_Document section:_
* start *
Control Nathan and Clint: Indiana Jones and the Kingdom of the Crystal Skull (2008)
When I was thirteen years old I went to see Indiana Jones and the Last Crusade, by myself of course. That's pretty much what I did at that age: I saw movies and avoided people. That's pretty much what my life is like today as well. I was so blown away by The Last Crusade that after it ended I marched proudly to the concession stand and spent twenty dollars I really did not have on a poster and then another twenty five dollars on a frame for it. As a latchkey kid obsessed with the movies, Indiana Jones and the Last Crusade was exactly the kind of escape I needed from my miserable life as a friendless, painfully self-conscious dreamer: a rollicking adventure full of derring-do and Nazi-punching.
Yet when the entire creative team reconvened nearly twenty two years later for the tardy third sequel Indiana Jones and the Kingdom of the Crystal Skull I not only didn’t rush out to see it immediately, let alone buy the poster: I didn’t see it at all. The less than rapturous buzz sure didn’t help but I was also in a very different place in my life in 2008 than I was when I saw Indiana Jones and the Last Crusade in 1989. Movies were no longer an essential escape from an often miserable childhood: no, movies were my life. Movies were my passion. Movies were my everything.
In the space between when Kingdom of the Crystal Skull was announced and when I finally got around to seeing it, my expectations for it had gone from sky-high to exceedingly low. For a solid decade, I happily avoided Crystal Skull, despite my love for both Spielberg’s original and terrible movies. I ultimately had to force myself to see a movie that once would have filled me with giddy excitement by making it a Control Nathan and Clint contender alongside Attack of the Clones, another late-period George Lucas production that has aged about as well as a moldy cheese sandwich left out in the sun.
At a certain point, the question stopped being “Can Kingdom of the Crystal Skull possibly be as awesome as it looks?” to “Can Kingdom of the Crystal Skull possibly be as terrible as its reputation suggests?" How bad can a Steven Spielberg movie that isn’t 1941 possibly be, particularly when it’s part of such a beloved franchise?
It turns out the answer to “How bad can a Steven Spielberg movie be?” is “Pretty damn bad." I was surprised at how bad the film was and I chose it as a Control Nathan and Clint nominee precisely because I expected it to be quite poor. And I found myself getting irritated by it for very predictable reasons.
* end *
_Data rows:_
* start *
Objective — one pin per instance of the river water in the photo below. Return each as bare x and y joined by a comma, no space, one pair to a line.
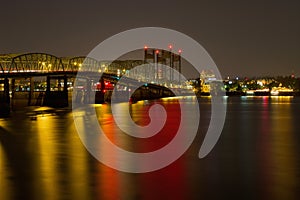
256,157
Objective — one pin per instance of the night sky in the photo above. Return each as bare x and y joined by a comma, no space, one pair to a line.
245,38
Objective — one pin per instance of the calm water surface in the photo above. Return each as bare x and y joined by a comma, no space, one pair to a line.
256,157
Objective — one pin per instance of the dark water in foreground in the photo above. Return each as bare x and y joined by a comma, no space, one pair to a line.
256,157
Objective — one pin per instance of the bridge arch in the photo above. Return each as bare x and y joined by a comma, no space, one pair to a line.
39,62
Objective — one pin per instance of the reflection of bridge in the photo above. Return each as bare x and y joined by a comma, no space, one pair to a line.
47,79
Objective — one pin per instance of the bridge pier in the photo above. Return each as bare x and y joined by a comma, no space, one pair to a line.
58,98
4,97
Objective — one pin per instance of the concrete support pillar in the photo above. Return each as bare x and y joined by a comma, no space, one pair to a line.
30,97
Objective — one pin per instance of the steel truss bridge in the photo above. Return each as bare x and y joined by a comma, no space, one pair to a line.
30,65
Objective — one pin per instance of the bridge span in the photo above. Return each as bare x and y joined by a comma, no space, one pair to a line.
46,80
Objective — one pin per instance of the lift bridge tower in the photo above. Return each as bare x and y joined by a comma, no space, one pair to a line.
159,57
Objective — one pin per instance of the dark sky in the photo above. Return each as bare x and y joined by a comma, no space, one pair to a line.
244,38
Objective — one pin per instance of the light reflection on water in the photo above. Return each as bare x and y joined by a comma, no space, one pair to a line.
256,156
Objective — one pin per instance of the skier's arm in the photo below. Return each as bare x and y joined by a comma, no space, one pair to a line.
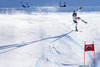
* end *
_Given instruction:_
Can you carry on the review of Indiana Jones and the Kingdom of the Crystal Skull from the point where it stops? The entries have nothing to do with the review of Indiana Jones and the Kingdom of the Crystal Skull.

_The output:_
That’s the beauty of columns like this and Lukewarm Takes: you get the same banal observations about hit movies as you do everywhere else, but long after everyone stopped caring about them, and all in my inimitable, self-indulgent, typo-riddled style.
Despite its sorry reputation these days, Kingdom of the Crystal Skull actually got mixed-to-positive reviews upon its initial release. Heck, Roger Ebert gave it three and a half stars, which in my mind is at least a star and a half too many. I suspect that critics were overly kind to Kingdom of the Crystal Skull because it at least feels like an Indiana Jones movie. But in the decade since its release, the film’s modest, derivative charms have faded into non-existence while its enormous flaws grow more pronounced ever year.
Considering all of the scripts that have been written for Indiana Jones movies—including one written by Chris Columbus (who at that point was the hot shit screenwriter of Gremlins, The Goonies and Young Sherlock Holmes and not the hack behind Rent, Home Alone and Pixels) that Clint turned into a radio play over at Alcohollywood—it’s kind of amazing that they went with “Indy and his son Johnny Greaser Versus the Space Aliens and Commies.”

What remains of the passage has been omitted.